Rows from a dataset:

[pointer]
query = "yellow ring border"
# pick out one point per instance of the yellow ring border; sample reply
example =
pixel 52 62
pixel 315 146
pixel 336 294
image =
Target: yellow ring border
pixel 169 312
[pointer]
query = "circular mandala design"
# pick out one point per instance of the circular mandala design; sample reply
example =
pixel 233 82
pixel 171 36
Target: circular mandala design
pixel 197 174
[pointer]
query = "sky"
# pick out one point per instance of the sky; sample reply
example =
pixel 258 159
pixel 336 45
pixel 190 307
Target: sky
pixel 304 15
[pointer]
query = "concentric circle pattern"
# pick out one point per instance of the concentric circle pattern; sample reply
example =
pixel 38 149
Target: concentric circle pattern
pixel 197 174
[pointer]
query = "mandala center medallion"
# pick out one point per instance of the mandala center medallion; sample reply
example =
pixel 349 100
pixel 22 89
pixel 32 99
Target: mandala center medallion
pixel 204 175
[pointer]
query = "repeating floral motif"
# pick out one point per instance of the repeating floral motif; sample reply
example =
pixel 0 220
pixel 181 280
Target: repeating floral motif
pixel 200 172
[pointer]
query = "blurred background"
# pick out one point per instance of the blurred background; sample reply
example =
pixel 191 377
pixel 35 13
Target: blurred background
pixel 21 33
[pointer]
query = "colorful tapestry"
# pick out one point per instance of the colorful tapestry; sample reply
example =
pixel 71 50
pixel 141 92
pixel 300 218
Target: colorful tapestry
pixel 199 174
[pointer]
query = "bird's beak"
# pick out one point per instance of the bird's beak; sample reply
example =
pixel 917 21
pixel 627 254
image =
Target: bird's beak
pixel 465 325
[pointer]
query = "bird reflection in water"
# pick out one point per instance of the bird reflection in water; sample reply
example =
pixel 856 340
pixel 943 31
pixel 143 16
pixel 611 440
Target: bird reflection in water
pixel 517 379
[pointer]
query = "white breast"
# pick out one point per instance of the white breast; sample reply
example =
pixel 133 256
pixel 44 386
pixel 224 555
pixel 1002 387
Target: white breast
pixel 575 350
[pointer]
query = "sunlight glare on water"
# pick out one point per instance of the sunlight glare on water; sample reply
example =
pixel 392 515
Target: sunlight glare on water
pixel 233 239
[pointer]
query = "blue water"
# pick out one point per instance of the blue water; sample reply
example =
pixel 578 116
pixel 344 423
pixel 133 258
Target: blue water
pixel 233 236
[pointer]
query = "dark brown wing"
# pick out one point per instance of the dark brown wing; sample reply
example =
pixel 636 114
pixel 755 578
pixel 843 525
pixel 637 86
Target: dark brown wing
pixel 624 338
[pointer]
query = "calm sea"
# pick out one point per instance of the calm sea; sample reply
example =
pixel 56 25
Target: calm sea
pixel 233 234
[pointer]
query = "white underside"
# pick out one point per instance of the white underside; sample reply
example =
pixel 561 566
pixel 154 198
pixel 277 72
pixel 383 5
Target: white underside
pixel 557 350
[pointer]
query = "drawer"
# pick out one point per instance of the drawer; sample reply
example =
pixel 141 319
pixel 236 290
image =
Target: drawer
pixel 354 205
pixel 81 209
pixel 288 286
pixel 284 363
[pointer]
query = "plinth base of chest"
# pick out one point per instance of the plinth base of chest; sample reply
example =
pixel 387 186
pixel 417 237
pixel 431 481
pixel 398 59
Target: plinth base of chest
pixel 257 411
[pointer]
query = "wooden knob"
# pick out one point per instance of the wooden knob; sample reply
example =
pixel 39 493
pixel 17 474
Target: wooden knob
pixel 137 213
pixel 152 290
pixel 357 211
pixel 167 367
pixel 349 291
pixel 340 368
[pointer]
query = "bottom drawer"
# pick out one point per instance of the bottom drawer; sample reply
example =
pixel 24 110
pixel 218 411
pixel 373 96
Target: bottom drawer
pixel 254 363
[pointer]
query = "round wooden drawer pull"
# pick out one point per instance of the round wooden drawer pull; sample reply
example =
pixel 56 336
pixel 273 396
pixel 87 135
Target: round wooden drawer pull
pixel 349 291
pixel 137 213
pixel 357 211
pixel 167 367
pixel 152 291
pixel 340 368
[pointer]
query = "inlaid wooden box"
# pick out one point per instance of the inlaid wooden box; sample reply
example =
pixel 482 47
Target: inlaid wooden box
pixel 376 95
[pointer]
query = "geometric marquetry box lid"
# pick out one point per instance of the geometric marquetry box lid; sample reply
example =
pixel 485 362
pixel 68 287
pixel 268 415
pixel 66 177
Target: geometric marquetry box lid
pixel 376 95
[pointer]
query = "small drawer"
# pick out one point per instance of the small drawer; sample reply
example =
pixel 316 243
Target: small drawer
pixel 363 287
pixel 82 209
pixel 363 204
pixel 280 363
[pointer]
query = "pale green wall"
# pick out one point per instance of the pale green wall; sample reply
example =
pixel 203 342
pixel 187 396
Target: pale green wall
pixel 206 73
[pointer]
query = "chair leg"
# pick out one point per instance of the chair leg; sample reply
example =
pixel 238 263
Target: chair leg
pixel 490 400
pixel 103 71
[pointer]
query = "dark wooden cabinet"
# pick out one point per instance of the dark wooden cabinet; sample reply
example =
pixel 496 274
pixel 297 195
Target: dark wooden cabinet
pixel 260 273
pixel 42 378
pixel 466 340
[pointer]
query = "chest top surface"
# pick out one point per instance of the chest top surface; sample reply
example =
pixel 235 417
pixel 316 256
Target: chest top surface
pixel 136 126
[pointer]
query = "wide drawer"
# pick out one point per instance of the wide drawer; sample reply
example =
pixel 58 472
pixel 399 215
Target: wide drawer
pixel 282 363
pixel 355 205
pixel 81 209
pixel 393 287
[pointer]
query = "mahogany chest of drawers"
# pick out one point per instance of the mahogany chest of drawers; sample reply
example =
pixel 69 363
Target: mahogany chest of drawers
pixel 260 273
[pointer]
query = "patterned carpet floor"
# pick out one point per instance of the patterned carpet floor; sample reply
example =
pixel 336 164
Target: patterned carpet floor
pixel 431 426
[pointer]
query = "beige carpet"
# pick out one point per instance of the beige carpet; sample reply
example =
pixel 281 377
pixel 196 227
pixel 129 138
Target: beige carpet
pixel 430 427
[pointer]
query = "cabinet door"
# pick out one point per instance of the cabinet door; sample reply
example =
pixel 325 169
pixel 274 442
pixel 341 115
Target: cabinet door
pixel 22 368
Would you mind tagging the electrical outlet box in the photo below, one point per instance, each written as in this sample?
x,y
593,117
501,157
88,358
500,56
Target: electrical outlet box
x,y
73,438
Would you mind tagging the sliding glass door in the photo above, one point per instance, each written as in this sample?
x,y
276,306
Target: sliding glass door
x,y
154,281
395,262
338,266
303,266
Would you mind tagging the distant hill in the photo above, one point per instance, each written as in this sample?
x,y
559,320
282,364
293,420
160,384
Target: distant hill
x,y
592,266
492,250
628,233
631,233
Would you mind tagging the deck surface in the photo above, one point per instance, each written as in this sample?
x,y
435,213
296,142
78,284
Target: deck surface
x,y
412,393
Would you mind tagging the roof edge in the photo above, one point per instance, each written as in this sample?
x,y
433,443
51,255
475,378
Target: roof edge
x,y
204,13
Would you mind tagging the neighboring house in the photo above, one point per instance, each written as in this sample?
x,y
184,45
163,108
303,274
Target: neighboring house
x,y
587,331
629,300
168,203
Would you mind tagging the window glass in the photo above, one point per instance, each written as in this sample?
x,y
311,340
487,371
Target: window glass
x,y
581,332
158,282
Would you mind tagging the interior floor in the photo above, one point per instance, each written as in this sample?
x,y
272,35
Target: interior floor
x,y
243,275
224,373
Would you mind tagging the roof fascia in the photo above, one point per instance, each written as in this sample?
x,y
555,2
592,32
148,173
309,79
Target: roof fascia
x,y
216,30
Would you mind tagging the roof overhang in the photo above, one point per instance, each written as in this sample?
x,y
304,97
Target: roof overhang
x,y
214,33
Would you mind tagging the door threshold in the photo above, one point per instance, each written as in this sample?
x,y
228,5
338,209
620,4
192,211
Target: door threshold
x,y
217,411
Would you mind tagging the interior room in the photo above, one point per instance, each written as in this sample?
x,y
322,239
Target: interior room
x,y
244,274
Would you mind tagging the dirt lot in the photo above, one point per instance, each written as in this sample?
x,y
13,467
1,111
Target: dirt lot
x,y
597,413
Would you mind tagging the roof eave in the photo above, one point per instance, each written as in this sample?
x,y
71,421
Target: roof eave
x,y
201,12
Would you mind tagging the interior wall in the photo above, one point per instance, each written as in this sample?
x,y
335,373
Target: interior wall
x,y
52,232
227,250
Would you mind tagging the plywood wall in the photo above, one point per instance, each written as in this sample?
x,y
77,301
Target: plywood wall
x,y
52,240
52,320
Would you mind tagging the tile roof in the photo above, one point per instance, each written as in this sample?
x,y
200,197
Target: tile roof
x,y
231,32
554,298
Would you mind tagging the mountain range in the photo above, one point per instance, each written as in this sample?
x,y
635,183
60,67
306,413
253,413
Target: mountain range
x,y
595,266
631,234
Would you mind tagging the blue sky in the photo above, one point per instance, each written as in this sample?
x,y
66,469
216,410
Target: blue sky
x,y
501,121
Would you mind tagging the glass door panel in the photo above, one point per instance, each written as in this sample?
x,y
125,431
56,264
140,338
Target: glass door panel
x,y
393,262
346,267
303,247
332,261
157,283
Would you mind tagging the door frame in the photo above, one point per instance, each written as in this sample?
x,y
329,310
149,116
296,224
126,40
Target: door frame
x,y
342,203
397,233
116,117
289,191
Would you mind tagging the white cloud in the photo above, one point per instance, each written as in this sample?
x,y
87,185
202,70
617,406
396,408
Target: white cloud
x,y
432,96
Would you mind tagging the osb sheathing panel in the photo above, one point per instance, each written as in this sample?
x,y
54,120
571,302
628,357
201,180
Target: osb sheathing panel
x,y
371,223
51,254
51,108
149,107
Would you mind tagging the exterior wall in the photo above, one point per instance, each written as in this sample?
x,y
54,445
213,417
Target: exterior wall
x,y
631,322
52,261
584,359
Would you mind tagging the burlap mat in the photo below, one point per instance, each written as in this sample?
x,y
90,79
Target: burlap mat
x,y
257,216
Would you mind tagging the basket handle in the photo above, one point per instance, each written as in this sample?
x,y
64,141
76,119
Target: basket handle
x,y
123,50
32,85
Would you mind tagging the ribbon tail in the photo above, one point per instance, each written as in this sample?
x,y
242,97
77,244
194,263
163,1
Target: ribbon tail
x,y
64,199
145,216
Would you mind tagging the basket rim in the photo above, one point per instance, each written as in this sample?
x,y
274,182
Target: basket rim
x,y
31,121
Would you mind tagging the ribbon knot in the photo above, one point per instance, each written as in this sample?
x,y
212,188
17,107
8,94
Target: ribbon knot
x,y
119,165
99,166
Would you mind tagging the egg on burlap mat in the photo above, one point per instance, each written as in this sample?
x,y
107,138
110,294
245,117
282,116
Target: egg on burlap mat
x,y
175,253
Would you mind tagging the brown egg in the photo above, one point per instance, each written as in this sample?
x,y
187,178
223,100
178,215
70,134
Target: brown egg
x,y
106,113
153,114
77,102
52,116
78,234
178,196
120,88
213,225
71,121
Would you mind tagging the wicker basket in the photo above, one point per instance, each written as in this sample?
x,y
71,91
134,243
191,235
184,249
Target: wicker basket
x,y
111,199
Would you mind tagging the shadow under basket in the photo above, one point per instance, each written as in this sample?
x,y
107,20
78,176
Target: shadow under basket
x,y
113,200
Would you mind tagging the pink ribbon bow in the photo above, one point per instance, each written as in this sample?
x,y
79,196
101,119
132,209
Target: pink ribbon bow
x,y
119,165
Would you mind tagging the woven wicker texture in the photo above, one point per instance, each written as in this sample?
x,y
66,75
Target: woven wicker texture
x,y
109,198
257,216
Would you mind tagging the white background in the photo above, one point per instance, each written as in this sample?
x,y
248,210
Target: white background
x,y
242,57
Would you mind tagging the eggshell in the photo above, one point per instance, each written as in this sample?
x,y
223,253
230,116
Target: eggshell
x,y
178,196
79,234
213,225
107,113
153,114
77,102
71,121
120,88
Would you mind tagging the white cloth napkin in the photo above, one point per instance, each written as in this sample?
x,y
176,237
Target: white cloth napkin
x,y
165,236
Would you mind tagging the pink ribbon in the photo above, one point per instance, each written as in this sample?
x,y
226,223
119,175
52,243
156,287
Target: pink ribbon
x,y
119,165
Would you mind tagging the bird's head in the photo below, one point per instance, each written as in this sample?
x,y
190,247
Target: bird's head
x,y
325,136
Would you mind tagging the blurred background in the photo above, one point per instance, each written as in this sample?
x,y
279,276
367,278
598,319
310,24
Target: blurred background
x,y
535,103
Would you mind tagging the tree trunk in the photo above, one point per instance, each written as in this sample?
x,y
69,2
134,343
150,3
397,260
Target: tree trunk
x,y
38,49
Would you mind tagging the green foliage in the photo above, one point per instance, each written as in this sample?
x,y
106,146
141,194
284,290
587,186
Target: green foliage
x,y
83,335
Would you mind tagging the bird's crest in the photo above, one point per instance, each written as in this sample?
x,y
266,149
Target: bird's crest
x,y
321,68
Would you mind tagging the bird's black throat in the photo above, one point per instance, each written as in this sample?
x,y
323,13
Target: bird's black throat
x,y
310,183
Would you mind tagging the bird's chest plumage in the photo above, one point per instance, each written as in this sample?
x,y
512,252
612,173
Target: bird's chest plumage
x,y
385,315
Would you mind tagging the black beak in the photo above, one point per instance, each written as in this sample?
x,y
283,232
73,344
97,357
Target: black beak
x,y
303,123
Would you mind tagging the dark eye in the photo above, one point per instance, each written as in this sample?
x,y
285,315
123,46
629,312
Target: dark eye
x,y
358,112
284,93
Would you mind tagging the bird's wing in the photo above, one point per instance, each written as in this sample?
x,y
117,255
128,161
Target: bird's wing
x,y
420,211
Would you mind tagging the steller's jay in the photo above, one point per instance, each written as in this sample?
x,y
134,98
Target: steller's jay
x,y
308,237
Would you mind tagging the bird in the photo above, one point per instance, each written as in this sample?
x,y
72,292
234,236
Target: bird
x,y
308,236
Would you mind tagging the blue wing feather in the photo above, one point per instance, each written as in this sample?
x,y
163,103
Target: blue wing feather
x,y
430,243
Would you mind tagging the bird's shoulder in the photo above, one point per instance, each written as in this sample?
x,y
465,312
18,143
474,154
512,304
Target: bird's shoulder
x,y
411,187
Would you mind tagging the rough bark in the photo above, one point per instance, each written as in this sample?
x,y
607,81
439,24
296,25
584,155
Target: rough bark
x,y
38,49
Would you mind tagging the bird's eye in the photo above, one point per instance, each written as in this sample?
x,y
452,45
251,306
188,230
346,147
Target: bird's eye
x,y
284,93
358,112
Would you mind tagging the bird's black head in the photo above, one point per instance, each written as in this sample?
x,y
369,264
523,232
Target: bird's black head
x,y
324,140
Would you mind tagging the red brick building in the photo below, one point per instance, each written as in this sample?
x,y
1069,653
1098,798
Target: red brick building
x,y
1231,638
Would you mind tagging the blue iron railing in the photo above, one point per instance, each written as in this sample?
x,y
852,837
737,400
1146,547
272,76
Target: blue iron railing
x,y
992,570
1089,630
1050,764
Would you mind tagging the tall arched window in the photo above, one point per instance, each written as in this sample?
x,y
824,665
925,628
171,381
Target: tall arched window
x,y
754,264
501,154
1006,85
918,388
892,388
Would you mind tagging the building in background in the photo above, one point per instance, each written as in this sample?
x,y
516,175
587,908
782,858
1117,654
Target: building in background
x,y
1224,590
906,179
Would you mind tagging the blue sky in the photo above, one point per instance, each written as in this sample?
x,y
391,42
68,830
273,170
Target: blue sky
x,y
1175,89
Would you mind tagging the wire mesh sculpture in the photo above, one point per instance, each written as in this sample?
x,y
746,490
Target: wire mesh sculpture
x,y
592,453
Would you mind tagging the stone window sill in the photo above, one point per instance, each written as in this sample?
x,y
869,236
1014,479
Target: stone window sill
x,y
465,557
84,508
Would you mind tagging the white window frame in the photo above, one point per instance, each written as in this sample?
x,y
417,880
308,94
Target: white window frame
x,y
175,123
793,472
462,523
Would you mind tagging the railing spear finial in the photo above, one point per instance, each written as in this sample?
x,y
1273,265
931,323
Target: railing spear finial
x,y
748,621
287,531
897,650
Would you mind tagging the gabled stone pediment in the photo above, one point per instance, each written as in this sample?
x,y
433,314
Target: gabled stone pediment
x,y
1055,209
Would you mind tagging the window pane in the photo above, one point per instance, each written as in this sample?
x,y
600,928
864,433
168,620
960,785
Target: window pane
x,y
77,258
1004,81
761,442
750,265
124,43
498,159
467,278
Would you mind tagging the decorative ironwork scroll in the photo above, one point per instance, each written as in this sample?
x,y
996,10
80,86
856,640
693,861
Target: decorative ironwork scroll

TASK PROMPT: Return every line from the one holding "Would you mind tagging the railing" through the end of the data, exactly as it appears, with both ends kept and nothing else.

TASK RESULT:
Would you mind tagging the railing spear finial in the photo above, one point per instance, each written as in this sample?
x,y
1273,265
931,323
Target: railing spear finial
x,y
748,621
287,531
897,650
Would you mind tagging the gabled stone pediment in the photo above, one point per instance, each written as in this sample?
x,y
433,314
Target: gabled stone pediment
x,y
1055,209
Would you mind tagging the window pane in the photo above, one point per instance, each written as in this sample?
x,y
600,928
864,433
168,620
960,785
Target: window pane
x,y
77,258
1004,81
761,442
750,265
124,43
498,159
467,278
Would you mind tagging the decorative ironwork scroll in the photo above, one point per instance, each written as in this sample?
x,y
996,10
80,86
856,640
693,861
Target: decorative ironwork scroll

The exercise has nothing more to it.